Point labeling dataset excerpts:
======

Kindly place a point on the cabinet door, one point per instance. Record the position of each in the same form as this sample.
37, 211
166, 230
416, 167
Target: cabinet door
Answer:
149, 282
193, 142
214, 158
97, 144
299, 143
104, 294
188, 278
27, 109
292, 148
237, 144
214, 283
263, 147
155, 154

======

Convert the rows above into a JSON list of strings, one string per line, leaving out any blank lines.

[
  "Kindly place a point on the cabinet door, one point per instance. Record the position of each in the same form as this sample.",
  "37, 211",
  "166, 230",
  "416, 167",
  "Target: cabinet door",
  "Answer:",
  "149, 282",
  "193, 142",
  "214, 158",
  "97, 144",
  "299, 143",
  "104, 294",
  "188, 278",
  "27, 109",
  "292, 148",
  "237, 144",
  "214, 283",
  "263, 147",
  "155, 154"
]